Tasks to complete –
a) In the blog post, rewrite the stretch from "I realized today" through "a great idea.", substituting "former wife" for "ex-wife".
b) In the blog post, which Bible verse leads the writer to believe that keeping a record of wrongs is not a great idea?
c) According to the blog post, why has the writer been unable to let go of her negative feelings toward her husband's ex-wife? Answer in one to three sentences.

Document –

* * * * * * * * *

Monday, August 27, 2012

Grappling with God

Grapple: to engage in a struggle or close encounter (usually followedby with ): He was grappling with a boy twice his size; to try to overcome or deal (usually followed by with ): to grapple with a problem.

I realized today that I am grappling with God over another area of my life that I need to surrender.  I am going to admit it, although it will hardly come as a surprise to anyone, my husband's ex-wife drives me crazy.  While I would LOVE to spend the next few hours recording all of the reasons why (each of which are very justified, in my opinion) in the lines to follow, it seems to me that doing so would qualify as a "record of wrongs."  1 Corinthians 13:5 leads me to believe that keeping such a record is not a great idea.  

As I was driving home from her house today, I came to understand that the reason why I haven't been able to let go of my negative feelings toward her were because I didn't really want to.  While I had been able to let go of my negative feelings toward MY ex, I realized that I just might have simply transferred all those icky feelings onto Brian's.  Haha.  Score one point for the cleverness of denial, and dock me one for a failure of righteousness.  So, as with my ex, I didn't want to surrender my feelings, my irritations, or my "rightness" because I find it, on some level, validating and defining. Crap, here I am again.  Tell me that's not a sobering thought: that I believe that I need these feelings of bitterness, jealousy, and contempt to define me as a person.  Epic fail.

The beauty of a relationship with God, however, is that living with these feelings, and nurturing them (if you will), always causes unrest in the heart.  So long as you are in the habit of listening, your friend the Holy Spirit just starts to stir things up and reminds you of verses like 1 John 4:20 & 21.  "If someone says, 'I love God,' but hates a Christian brother or sister, that person is a liar; for if we don’t love people we can see, how can we love God, whom we cannot see? And he has given us this command: Those who love God must also love their Christian brothers and sisters."  While I am certainly not saying that I hate her, sometimes the feelings walk perilously close to that edge.  I will note, for the record, that the day we went to church with her and her husband (not a double date, my step-daughter was getting baptized), I found it hard to feel animosity (another cleverly disguised word for "hate") toward someone I was worshipping with.  It should be hard to not like someone who loves the same God I do, and yet, those feelings lasted only so long as the service. 

So later this afternoon I asked God, as I am prone to do, "Why can't following Christ be easier?  Why is it that we have to uncover our innermost thoughts and surrender them to His purpose in our lives (besides the Sunday School answer of 'because the Bible says to')?"  Invited to respond, the Holy Spirit revealed to my soul, "Maybe it was because nothing Jesus did for you was easy.  Living a perfect and sinless life in your place wasn't easy, challenging the religious and cultural norms of his day wasn't easy, and dying a tortured death in your place wasn't either."  Oh.  That.

* * * * * * * * *

Stored records –

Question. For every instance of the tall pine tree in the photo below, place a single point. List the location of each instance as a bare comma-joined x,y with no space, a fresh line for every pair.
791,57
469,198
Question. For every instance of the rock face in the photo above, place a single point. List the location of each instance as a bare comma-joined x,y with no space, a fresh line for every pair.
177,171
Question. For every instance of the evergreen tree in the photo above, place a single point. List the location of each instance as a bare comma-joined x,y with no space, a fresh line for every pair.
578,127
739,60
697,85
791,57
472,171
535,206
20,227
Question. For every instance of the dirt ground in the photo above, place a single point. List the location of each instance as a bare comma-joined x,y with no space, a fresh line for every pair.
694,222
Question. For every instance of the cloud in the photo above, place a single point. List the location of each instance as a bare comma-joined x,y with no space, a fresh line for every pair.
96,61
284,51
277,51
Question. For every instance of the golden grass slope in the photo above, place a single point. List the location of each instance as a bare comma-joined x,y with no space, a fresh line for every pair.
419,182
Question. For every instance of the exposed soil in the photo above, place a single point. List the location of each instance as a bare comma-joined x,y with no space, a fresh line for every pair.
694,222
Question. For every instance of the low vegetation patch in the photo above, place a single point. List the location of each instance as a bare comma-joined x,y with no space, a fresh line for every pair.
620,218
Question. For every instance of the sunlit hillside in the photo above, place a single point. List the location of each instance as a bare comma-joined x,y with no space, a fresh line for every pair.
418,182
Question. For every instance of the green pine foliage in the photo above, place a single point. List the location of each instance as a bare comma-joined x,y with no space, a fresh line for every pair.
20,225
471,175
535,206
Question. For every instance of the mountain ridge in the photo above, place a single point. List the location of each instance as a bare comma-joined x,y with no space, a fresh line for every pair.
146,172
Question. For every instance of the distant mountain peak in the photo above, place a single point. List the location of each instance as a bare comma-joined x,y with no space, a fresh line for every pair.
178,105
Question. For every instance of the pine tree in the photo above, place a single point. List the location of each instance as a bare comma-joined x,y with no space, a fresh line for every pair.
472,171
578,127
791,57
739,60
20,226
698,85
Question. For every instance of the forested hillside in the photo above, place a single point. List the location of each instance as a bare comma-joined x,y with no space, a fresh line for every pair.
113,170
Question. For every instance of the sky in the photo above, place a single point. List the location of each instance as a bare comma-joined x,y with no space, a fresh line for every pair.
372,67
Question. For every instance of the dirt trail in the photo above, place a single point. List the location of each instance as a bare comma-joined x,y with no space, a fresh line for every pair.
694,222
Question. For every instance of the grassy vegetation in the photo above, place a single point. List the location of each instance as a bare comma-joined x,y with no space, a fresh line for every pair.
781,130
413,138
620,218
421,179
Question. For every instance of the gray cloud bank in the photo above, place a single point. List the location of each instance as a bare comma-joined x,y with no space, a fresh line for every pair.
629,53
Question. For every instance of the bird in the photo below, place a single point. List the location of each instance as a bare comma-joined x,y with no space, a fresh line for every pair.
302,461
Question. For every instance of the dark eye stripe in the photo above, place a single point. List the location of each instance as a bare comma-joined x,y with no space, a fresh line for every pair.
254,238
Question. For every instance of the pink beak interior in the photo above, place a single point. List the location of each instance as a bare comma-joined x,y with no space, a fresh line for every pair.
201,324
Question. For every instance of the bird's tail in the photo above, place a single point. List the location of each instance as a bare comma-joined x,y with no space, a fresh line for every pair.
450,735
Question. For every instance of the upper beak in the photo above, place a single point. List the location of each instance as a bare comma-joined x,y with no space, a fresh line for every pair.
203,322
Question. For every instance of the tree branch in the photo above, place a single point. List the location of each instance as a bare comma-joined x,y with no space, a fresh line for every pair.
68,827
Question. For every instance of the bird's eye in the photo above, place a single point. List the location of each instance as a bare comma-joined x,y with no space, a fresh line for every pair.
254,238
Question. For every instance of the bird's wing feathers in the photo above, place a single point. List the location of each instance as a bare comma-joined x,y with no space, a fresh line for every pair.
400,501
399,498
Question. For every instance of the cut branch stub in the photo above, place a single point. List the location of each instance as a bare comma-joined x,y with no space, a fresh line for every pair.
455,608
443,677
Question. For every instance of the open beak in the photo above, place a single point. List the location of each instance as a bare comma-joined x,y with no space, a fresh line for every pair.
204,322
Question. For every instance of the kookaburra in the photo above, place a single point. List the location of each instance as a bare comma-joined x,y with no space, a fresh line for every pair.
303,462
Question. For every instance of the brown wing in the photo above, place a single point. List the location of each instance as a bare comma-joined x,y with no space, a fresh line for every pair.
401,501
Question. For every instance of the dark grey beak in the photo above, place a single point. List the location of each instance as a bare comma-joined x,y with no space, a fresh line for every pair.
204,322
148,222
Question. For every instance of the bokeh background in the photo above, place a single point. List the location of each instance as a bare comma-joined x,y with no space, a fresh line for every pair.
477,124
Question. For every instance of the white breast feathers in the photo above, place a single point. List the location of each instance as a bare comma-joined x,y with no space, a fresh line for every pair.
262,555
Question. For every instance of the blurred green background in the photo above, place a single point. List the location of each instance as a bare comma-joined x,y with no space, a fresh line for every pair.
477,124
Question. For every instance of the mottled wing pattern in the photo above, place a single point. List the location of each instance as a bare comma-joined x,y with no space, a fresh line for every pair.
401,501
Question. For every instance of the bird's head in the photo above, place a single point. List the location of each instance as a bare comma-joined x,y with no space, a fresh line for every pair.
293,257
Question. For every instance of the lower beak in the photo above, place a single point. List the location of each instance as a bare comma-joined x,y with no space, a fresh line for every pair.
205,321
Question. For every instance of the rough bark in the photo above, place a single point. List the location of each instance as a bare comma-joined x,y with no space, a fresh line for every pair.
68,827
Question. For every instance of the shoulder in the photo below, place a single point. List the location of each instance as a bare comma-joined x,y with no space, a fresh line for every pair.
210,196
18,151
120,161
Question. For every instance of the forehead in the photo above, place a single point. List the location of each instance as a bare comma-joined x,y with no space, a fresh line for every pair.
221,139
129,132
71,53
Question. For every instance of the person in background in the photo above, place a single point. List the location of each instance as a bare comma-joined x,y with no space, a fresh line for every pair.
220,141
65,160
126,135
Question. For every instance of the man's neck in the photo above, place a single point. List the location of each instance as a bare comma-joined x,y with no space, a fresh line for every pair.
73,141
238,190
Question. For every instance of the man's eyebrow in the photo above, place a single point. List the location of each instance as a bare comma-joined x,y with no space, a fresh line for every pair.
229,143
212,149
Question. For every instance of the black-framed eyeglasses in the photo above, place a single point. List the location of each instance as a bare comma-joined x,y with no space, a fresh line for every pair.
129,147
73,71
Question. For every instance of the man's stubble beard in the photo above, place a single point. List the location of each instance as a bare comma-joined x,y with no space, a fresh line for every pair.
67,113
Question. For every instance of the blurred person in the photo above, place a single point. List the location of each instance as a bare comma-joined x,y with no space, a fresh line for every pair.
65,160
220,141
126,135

* * * * * * * * *

Solution set –
a)
I realized today that I am grappling with God over another area of my life that I need to surrender.  I am going to admit it, although it will hardly come as a surprise to anyone, my husband's former wife drives me crazy.  While I would LOVE to spend the next few hours recording all of the reasons why (each of which are very justified, in my opinion) in the lines to follow, it seems to me that doing so would qualify as a "record of wrongs."  1 Corinthians 13:5 leads me to believe that keeping such a record is not a great idea.

b) 1 Corinthians 13:5.

c) She realized she didn't really want to let them go. She doesn't want to surrender her feelings, irritations, or "rightness" because on some level she finds them validating and defining.